> _WHAT NEEDS TO BE DONE_
Please copy out every one of the following lines word for word, keeping them in the same order.

> _THE RECORDS_
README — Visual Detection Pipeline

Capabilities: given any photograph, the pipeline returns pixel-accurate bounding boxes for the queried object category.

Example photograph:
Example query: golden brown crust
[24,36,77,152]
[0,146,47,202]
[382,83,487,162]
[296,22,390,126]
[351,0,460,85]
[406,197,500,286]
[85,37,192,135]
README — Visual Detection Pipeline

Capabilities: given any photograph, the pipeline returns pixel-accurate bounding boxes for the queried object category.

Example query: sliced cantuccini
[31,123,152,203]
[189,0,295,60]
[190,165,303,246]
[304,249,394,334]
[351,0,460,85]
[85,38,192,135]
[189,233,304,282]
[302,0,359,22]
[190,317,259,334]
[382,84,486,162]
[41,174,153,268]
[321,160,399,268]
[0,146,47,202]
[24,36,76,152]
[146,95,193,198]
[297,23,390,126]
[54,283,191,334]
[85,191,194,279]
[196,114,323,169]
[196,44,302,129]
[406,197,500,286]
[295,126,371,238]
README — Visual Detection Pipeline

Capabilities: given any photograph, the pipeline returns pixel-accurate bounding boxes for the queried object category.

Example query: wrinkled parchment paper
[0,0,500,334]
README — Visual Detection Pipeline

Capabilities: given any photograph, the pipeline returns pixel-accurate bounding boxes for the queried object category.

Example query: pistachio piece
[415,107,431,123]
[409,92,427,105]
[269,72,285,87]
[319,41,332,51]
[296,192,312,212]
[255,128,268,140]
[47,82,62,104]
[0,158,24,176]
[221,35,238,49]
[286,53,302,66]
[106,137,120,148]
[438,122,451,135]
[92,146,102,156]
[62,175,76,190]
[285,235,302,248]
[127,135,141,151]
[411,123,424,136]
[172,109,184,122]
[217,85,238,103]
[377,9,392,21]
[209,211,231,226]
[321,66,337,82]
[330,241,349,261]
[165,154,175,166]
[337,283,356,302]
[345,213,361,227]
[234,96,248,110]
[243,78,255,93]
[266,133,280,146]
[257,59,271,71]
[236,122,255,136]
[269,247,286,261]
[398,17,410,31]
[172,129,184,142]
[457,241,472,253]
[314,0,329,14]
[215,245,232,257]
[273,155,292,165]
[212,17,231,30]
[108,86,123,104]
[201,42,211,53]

> _RESPONSE BELOW_
README — Visual Detection Pipeline

Capabilities: given any photograph, the pipeline returns pixel-accurate bounding boxes for the queried object category.

Example photograph:
Example query: golden brown crust
[24,36,77,152]
[0,146,47,202]
[382,83,487,162]
[296,22,390,126]
[351,0,460,85]
[406,197,500,286]
[85,37,192,135]
README — Visual Detection Pipeline

Capabilities: given any photograph, the pipeline returns pixel-accurate bounding boxes for the queried object category.

Example query: sliced cantuccini
[31,123,152,203]
[189,0,295,60]
[190,165,303,246]
[304,249,394,334]
[351,0,460,85]
[85,38,192,135]
[189,233,304,282]
[302,0,359,22]
[190,317,259,334]
[382,84,486,162]
[41,174,153,268]
[321,160,399,268]
[0,146,47,202]
[24,36,76,152]
[146,95,193,198]
[297,23,390,126]
[54,283,191,334]
[85,191,194,279]
[196,114,323,169]
[196,44,302,129]
[406,197,500,286]
[295,126,371,238]
README — Visual Detection Pipeline

Capabilities: given any photograph, the pipeline returns pixel-accurate bounding boxes for the queried object category.

Example query: wrinkled parchment paper
[0,0,500,334]
README — Visual Detection Pipeline

Capabilities: given any photograph, the pipeline returns pixel-accurate bounding boxes for the queried object category.

Example query: pistachio piece
[415,107,431,123]
[409,92,427,105]
[269,72,285,87]
[319,41,332,51]
[296,192,312,212]
[255,128,268,140]
[47,82,62,104]
[0,158,24,176]
[221,35,238,49]
[286,53,302,66]
[106,137,120,148]
[438,122,451,135]
[92,146,102,156]
[62,175,76,190]
[285,235,302,248]
[127,135,141,151]
[411,123,424,136]
[172,109,184,122]
[217,85,238,103]
[377,9,392,21]
[209,211,231,226]
[321,66,337,82]
[330,241,349,261]
[165,154,175,166]
[337,283,356,302]
[345,213,361,227]
[234,96,248,110]
[243,78,255,93]
[266,133,280,146]
[257,59,271,71]
[236,122,255,136]
[269,247,286,261]
[398,17,410,31]
[172,129,184,142]
[457,241,472,253]
[314,0,329,14]
[215,245,232,257]
[273,155,292,165]
[212,17,231,30]
[108,86,123,104]
[201,42,211,53]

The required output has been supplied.